[RECORDED INFORMATION]
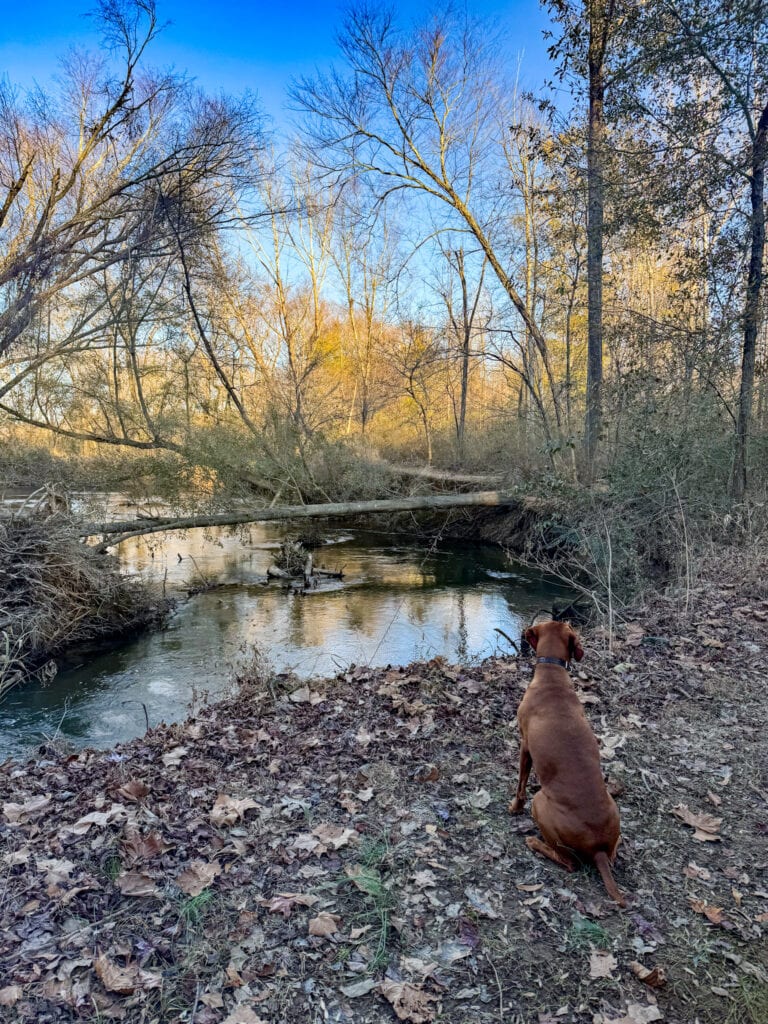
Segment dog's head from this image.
[522,622,584,662]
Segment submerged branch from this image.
[79,490,535,548]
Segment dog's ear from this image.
[522,626,539,650]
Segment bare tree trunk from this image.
[584,0,613,480]
[731,105,768,501]
[79,490,528,549]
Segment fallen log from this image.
[79,490,537,549]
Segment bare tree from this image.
[294,6,561,436]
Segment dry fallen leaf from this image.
[288,686,326,705]
[162,746,186,768]
[672,804,723,843]
[221,1006,267,1024]
[118,778,150,804]
[683,860,712,882]
[3,793,51,825]
[590,949,618,978]
[340,978,379,999]
[117,871,160,896]
[176,860,221,896]
[93,953,163,995]
[379,978,438,1024]
[261,893,317,918]
[211,793,259,825]
[690,899,735,931]
[308,910,341,938]
[0,985,24,1007]
[123,831,173,863]
[592,1002,664,1024]
[312,824,358,850]
[630,961,667,988]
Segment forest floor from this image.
[0,565,768,1024]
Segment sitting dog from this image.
[509,622,627,906]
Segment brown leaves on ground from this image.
[261,893,317,918]
[211,793,259,825]
[690,899,736,931]
[379,979,439,1024]
[93,953,163,995]
[592,1002,664,1024]
[116,871,160,896]
[309,910,341,938]
[0,573,768,1024]
[176,859,221,896]
[630,961,667,988]
[590,949,618,979]
[672,804,723,843]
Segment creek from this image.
[0,512,567,760]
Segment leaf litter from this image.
[0,565,768,1024]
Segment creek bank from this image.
[0,563,768,1024]
[0,513,171,694]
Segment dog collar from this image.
[536,657,569,671]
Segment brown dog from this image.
[509,623,627,906]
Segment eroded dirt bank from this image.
[0,573,768,1024]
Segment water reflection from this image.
[0,524,569,757]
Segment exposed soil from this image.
[0,567,768,1024]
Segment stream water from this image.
[0,512,563,760]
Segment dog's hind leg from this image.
[508,739,534,814]
[525,836,579,871]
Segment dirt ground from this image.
[0,570,768,1024]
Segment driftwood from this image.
[85,490,537,550]
[371,459,502,484]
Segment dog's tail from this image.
[595,850,627,906]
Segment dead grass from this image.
[0,561,768,1024]
[0,514,166,693]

[WRITTEN EXERCISE]
Print every row above word for word, leaving out the pictures.

[CORRECT OUTPUT]
Segment dog's head from this image.
[522,622,584,662]
Segment submerged branch from this image.
[79,490,535,548]
Segment dog's ear from this image.
[522,626,539,650]
Segment bare tree trunk from this image.
[584,0,613,480]
[731,105,768,501]
[79,490,528,549]
Segment fallen log from this image.
[79,490,537,549]
Segment bare tree from this image.
[294,6,561,436]
Segment dry fallen leaf from this image.
[288,686,326,705]
[162,746,186,768]
[672,804,723,843]
[221,1006,267,1024]
[118,778,150,804]
[683,860,712,882]
[3,793,51,825]
[590,949,618,978]
[340,978,379,999]
[117,871,160,896]
[176,860,221,896]
[93,953,163,995]
[379,978,438,1024]
[261,893,317,918]
[211,793,259,825]
[690,899,735,931]
[308,910,341,938]
[0,985,24,1007]
[123,831,173,863]
[592,1002,664,1024]
[312,824,358,850]
[630,961,667,988]
Segment forest floor from this image.
[0,565,768,1024]
Segment sitting dog from this image.
[509,622,627,906]
Segment brown leaves on ground from this image.
[261,893,317,918]
[211,793,259,825]
[690,899,736,931]
[379,979,439,1024]
[93,953,163,995]
[592,1002,664,1024]
[116,871,160,896]
[309,910,341,938]
[0,573,768,1024]
[176,859,221,896]
[630,961,667,988]
[590,949,618,979]
[672,804,723,843]
Segment creek from this image.
[0,512,567,760]
Segment leaf litter from this image.
[0,565,768,1024]
Segment creek bank from this image.
[0,563,768,1024]
[0,513,171,694]
Segment dog collar from this image.
[536,657,569,671]
Segment brown dog from this image.
[509,623,627,906]
Segment eroded dirt bank from this image.
[0,573,768,1024]
Segment water reflection from this image.
[0,524,569,757]
Segment exposed soil from this image.
[0,567,768,1024]
Segment stream water from this image.
[0,512,563,760]
Segment dog's hind leg from this image.
[508,739,534,814]
[525,836,579,871]
Segment dirt ground from this image.
[0,570,768,1024]
Segment driftwood from this image.
[85,490,537,550]
[371,459,502,484]
Segment dog's tail from this image.
[595,850,627,906]
Segment dead grass from this image.
[0,561,768,1024]
[0,514,166,693]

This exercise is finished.